Christian and Islamic view of Violence

Introduction

Few matters in contemporary world politics command more interest than the relationship between Islam and political strife. Are Muslims especially prone to political violence? Office conversation among elites in Jakarta, Washington, Paris, Delhi, Beijing, and Ankara—not to mention kitchen-table talk in Surabaya, Kansas City, Marseille, Bangalore, Wuhan, and Istanbul—swirls around the issue. Yet the task of testing whether a relationship between Islam and political violence exists has hardly been touched. Few investigations adduce empirical clues on whether Islamic societies are actually more or less violent. This article seeks to assess whether Muslims are more prone to large-scale political violence than non-Muslims. We do not focus on terrorism, which normally takes the form of dramatic, one-off events that may be transnational in character and that usually have a relatively small number of casualties. Nor do we concentrate on interstate war. Instead, we investigate large-scale intrastate violence. We cannot pretend to resolve the weighty question at hand or to make causal inferences. Despite enormous public interest in the issue, scholarly investigation is in its infancy. Empirical treatments are scarce, and the data available to us make a statistical evaluation of hypotheses difficult. Our item makes three contributions. First, it offers some original data. Building on a major effort initiated by another scholar, Monty Marshall, we provide a database of events of large-scale political violence. We enrich Marshall's data by drawing out a particular set of cases and adding several coding categories. By doing so, we create a database that may be of interest to students of intrastate political conflict and of political Islam. Second, we use the data to explore whether Muslims are especially violence prone. We find no evidence of a correlation between the proportion of a country's population that is made up of Muslims and deaths in episodes of large-scale political violence. Third, we investigate whether Islamism (the ideology), as opposed to Muslims (the people), is responsible for an inordinate amount of large-scale political violence. We find that Islamism is implicated in an appreciable, but not necessarily disproportionate, amount of political violence.

• [Task set]:
[A] Name every city the introduction on Islam and violence lists as a place where elites discuss the issue in office conversation.
[B] According to the introduction on Islam and violence, which scholar began the effort whose database of large-scale political violence the authors build on?
[C] Decide whether each statement agrees with the introduction on Islam and violence, answering yes or no and quoting the deciding words: (i) The article concentrates on terrorism. (ii) The authors find no correlation between a country's Muslim share of the population and deaths in large-scale political violence. (iii) The authors claim to make causal inferences.

• [Data provided]:

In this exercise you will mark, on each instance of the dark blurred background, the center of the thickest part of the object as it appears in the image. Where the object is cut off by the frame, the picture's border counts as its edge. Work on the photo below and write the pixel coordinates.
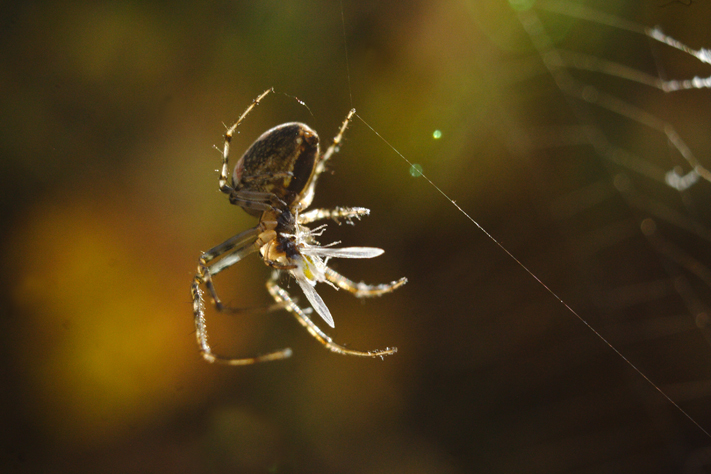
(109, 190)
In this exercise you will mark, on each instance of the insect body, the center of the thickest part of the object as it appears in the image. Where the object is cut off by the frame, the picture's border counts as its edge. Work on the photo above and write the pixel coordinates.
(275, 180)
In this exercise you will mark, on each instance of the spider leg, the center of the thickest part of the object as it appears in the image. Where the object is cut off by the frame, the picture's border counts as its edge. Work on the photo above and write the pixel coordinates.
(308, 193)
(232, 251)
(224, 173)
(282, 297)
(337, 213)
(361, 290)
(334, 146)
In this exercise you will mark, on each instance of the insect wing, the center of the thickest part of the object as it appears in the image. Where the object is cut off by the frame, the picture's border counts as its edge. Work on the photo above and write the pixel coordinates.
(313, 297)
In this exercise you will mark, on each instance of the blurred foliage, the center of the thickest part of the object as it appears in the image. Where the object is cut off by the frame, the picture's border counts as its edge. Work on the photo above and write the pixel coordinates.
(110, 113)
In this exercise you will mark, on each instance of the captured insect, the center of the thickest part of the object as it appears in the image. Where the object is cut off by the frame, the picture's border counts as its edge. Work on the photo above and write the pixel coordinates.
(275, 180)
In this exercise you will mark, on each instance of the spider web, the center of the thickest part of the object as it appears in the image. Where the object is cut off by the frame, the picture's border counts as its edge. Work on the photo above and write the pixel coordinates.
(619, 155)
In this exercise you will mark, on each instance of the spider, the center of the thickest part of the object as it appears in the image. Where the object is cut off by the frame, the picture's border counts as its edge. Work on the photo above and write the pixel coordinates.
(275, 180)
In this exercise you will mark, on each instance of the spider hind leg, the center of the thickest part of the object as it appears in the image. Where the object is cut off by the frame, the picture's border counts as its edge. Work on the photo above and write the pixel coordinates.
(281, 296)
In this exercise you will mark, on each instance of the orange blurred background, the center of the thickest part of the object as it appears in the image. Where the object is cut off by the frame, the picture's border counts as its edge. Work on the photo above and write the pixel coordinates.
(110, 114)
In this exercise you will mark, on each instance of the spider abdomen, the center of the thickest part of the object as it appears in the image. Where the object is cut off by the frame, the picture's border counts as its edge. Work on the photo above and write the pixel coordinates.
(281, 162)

==

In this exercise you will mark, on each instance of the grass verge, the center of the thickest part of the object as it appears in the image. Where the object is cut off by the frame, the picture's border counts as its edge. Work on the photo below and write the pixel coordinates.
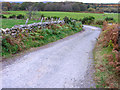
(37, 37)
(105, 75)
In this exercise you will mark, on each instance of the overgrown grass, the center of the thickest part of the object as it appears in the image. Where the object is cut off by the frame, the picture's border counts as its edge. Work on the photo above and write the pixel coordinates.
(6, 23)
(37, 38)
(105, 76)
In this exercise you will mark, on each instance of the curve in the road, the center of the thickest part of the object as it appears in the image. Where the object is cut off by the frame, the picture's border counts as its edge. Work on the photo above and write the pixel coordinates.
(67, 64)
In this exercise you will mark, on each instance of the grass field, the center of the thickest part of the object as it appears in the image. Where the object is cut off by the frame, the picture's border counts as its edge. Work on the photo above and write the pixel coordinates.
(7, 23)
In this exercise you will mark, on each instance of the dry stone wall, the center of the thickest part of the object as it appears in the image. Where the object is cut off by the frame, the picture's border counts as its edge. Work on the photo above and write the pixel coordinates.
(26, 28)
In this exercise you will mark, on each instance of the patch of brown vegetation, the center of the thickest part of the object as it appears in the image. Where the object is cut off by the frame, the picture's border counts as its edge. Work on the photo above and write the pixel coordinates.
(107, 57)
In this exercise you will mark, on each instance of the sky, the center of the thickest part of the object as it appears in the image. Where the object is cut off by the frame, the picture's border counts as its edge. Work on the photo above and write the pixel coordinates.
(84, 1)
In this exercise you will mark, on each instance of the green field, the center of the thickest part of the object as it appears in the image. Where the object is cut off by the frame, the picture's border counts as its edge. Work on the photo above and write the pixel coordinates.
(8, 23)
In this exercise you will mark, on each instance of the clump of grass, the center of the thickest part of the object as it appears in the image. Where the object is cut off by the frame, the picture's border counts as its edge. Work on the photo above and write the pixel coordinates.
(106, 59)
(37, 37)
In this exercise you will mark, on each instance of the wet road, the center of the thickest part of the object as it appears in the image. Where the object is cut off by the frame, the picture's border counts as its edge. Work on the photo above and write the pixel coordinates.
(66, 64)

• [Task solutions]:
[A] Jakarta, Washington, Paris, Delhi, Beijing, Ankara

[B] Monty Marshall

[C]
(i) No: "We do not focus on terrorism"
(ii) Yes: "We find no evidence of a correlation between the proportion of a country's population that is made up of Muslims and deaths in episodes of large-scale political violence."
(iii) No: "We cannot pretend to resolve the weighty question at hand or to make causal inferences."